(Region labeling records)
• • • •

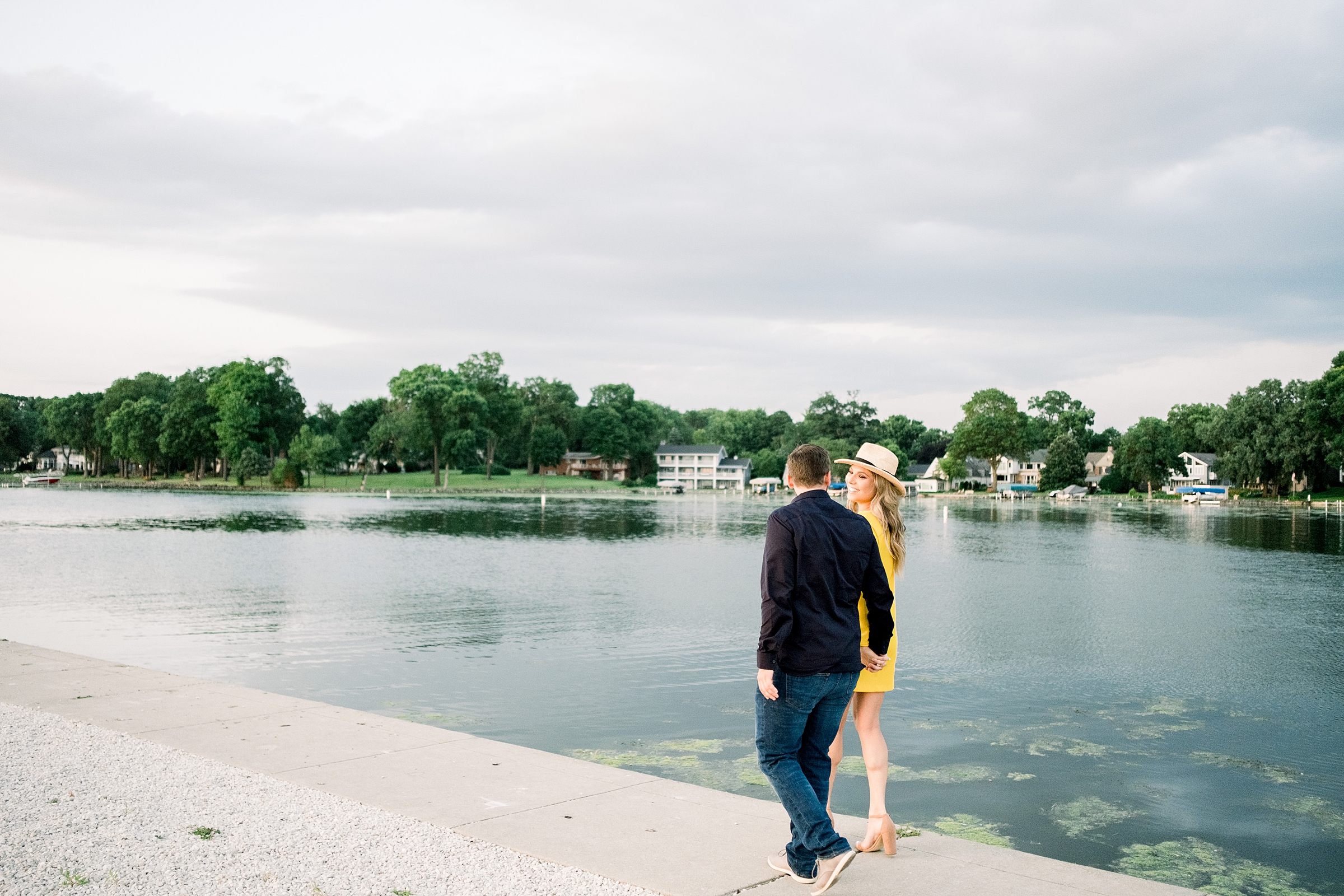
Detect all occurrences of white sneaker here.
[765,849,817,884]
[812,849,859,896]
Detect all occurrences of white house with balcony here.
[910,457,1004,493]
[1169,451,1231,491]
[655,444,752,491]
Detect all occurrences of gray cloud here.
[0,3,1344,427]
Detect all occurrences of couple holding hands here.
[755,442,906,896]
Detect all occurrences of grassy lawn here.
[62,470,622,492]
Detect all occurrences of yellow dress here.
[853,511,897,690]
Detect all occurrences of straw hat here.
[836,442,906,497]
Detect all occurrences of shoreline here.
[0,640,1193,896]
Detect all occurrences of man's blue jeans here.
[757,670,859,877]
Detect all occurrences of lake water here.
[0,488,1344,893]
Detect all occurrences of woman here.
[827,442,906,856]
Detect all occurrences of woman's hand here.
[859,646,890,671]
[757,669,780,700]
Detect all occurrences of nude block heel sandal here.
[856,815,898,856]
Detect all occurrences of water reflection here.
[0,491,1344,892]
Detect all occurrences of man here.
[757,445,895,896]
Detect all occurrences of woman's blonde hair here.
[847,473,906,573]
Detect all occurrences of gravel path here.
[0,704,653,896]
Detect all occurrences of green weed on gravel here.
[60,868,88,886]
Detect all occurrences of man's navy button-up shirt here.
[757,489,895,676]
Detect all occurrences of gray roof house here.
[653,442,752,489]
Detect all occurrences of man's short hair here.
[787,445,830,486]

• • • •

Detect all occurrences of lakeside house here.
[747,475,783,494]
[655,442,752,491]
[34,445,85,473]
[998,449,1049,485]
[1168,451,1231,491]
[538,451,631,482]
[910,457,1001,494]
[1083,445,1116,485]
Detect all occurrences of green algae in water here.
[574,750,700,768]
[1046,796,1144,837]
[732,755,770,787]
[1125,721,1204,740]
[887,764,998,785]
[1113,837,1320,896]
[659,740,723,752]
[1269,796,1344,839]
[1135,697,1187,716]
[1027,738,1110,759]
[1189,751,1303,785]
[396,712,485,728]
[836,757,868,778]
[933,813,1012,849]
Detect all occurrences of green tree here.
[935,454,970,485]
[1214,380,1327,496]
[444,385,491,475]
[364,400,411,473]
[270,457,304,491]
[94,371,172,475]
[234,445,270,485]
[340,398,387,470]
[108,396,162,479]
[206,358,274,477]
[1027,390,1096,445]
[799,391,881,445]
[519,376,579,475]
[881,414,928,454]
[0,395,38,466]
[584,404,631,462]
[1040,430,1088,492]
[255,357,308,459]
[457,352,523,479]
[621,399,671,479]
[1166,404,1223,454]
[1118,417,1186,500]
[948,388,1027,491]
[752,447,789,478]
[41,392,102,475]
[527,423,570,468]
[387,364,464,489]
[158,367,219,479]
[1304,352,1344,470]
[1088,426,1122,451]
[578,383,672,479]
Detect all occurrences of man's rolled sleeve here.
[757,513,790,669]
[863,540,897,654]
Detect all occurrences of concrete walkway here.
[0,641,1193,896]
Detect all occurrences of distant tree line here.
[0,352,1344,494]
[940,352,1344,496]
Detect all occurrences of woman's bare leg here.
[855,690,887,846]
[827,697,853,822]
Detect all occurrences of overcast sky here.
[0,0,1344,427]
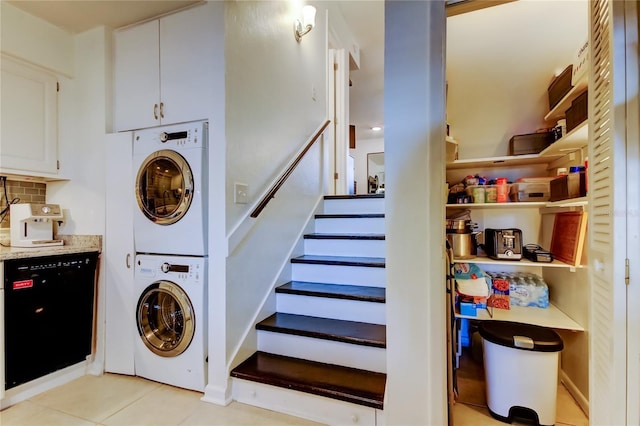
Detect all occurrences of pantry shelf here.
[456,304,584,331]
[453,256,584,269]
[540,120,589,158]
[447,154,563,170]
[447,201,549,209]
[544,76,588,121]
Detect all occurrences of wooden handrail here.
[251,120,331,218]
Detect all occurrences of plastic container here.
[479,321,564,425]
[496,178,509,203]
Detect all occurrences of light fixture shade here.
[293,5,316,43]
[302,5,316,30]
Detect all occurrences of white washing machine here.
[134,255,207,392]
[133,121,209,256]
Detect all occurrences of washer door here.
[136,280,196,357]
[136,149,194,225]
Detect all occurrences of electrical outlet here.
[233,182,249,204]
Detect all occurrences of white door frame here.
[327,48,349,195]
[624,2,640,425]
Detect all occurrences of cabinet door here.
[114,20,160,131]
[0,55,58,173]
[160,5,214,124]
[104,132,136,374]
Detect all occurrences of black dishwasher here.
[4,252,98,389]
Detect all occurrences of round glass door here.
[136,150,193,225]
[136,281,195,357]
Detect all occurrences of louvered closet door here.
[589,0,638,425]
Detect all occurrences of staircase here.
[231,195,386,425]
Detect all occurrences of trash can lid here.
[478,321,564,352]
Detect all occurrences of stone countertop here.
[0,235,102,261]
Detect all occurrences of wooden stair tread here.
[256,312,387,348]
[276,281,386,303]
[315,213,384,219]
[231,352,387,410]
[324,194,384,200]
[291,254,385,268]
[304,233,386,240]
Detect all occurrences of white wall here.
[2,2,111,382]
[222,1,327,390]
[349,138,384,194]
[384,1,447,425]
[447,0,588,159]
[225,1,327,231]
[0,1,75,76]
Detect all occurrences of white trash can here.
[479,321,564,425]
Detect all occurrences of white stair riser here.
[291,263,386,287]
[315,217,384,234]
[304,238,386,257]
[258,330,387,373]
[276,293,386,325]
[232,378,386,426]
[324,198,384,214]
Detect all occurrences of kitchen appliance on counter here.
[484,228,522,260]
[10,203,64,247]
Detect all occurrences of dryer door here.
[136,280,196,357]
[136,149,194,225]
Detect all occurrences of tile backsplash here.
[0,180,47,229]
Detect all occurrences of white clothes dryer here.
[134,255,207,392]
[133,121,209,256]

• • • •

### Task to carry out
Convert the lines of the rows from the line with "Detect all occurrences of green weed" to the line with "[787,445,830,486]", both ends included, into a JSON list of strings with one string per line and any blank lines omitted.

### Written reply
[
  "Detect all occurrences of green weed on gravel here.",
  "[60,868,88,886]",
  "Detect all occurrences of man's navy button-up shirt here.",
  "[757,489,895,676]",
  "Detect all occurrences of gray roof house here.",
  "[653,442,752,489]",
  "Detect all occurrences of man's short hair here.",
  "[787,445,830,486]"
]